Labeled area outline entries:
• • • • • • •

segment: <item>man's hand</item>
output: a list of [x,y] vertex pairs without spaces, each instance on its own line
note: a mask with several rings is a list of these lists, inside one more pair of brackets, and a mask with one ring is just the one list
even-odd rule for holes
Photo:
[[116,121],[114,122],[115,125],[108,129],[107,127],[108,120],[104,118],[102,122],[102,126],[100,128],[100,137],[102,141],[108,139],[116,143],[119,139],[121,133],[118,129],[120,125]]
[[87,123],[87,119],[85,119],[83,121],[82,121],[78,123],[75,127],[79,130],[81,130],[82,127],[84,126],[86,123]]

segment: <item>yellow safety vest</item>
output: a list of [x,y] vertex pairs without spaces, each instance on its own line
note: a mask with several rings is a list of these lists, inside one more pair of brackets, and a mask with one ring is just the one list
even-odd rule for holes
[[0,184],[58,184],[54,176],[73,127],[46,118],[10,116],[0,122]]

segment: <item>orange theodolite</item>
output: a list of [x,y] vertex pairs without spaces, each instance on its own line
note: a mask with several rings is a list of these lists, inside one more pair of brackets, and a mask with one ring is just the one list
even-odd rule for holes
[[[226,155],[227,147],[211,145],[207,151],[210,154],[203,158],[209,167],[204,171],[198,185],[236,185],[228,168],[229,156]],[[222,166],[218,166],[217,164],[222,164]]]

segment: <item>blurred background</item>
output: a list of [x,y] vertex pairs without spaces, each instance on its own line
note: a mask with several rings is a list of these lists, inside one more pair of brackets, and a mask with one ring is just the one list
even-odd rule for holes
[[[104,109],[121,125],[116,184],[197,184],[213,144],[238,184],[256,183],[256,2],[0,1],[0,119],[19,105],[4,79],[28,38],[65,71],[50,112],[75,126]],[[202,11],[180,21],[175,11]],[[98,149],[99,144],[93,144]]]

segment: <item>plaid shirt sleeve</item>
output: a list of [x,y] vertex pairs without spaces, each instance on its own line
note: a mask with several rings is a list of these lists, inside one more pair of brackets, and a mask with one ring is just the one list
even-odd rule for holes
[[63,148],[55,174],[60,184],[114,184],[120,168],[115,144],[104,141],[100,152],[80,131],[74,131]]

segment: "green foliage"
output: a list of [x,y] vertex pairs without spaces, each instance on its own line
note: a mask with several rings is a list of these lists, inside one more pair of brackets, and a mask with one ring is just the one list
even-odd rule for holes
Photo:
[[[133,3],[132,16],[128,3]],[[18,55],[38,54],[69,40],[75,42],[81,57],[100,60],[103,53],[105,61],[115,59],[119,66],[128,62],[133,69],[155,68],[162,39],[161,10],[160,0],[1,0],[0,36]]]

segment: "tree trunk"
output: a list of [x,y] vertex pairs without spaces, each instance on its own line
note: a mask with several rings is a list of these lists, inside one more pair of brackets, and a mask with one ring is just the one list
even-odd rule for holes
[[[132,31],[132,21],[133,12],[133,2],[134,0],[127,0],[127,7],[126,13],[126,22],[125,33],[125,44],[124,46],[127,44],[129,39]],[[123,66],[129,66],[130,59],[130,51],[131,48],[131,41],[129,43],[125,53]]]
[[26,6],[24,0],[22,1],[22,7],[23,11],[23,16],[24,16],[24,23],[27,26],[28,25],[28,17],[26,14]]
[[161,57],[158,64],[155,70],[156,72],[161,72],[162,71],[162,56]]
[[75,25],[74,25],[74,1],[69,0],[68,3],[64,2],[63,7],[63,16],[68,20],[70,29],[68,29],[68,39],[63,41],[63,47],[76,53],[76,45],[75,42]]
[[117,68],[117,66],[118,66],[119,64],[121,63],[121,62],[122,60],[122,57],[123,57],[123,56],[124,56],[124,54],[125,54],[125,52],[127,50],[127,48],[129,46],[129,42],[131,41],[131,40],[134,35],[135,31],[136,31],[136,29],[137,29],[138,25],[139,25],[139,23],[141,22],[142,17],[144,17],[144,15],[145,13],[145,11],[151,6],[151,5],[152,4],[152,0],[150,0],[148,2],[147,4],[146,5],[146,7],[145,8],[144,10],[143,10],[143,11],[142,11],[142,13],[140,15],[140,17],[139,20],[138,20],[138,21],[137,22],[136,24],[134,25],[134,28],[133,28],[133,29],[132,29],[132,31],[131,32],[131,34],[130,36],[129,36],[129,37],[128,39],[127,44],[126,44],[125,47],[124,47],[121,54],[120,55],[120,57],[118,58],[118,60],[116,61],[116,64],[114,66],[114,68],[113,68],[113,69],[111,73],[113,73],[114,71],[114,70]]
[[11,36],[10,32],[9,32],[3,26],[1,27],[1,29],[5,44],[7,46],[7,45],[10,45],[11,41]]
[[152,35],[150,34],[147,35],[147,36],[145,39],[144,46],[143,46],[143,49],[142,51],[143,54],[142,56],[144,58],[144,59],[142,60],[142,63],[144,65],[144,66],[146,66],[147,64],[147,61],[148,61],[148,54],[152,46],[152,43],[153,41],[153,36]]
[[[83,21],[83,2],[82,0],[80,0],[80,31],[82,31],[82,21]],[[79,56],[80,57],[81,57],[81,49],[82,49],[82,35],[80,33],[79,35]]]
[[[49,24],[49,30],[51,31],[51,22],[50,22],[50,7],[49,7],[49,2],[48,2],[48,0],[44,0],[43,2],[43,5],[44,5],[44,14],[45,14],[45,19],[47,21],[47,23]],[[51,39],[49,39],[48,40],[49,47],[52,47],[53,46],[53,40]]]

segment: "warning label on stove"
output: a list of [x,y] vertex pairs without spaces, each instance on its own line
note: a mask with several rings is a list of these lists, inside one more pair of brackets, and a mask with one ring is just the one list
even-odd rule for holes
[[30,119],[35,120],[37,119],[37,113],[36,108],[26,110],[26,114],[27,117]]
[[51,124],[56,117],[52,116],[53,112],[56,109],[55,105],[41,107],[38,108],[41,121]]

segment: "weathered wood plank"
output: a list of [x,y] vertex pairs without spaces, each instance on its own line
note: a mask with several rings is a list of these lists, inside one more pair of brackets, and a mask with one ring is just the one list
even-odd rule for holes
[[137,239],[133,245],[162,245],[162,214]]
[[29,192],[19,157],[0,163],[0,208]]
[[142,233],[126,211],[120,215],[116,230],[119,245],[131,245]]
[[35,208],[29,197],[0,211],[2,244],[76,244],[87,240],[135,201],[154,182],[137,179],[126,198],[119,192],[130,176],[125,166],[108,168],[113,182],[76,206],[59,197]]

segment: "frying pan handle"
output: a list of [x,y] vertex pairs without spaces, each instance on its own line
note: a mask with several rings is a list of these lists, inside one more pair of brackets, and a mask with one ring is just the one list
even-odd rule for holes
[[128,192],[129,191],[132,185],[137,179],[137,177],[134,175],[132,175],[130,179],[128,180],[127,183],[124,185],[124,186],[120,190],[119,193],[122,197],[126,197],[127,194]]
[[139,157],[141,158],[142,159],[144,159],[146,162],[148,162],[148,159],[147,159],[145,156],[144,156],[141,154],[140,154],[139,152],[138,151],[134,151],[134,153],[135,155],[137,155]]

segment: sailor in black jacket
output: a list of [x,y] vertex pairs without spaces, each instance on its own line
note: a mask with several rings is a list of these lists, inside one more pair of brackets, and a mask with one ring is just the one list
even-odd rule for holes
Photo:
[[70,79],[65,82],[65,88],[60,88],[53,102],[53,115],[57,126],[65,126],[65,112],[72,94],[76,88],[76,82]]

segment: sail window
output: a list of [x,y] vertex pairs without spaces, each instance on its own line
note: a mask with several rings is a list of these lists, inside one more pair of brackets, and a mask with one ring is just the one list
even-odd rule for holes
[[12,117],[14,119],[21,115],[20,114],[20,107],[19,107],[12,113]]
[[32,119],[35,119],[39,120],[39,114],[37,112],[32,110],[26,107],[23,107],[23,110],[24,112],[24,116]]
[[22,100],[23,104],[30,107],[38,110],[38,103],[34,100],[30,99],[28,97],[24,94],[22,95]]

• • • • • • •

__Short exercise__
Copy out the lines from the one containing "segment: sail window" through the end of the entries, inclusive, word for word.

__Task output__
segment: sail window
output: a list of [x,y] vertex pairs without spaces, each instance on its own line
note: a mask with several rings is a list of these lists, inside one more pair of brackets, and a mask with one ring is just the one list
even-odd rule for holes
[[12,117],[14,119],[21,115],[20,114],[20,107],[19,107],[12,113]]
[[32,119],[35,119],[39,120],[39,114],[37,112],[32,110],[26,107],[23,107],[23,110],[24,112],[24,116]]
[[22,100],[23,104],[30,107],[38,110],[38,103],[34,100],[30,99],[28,97],[24,94],[22,95]]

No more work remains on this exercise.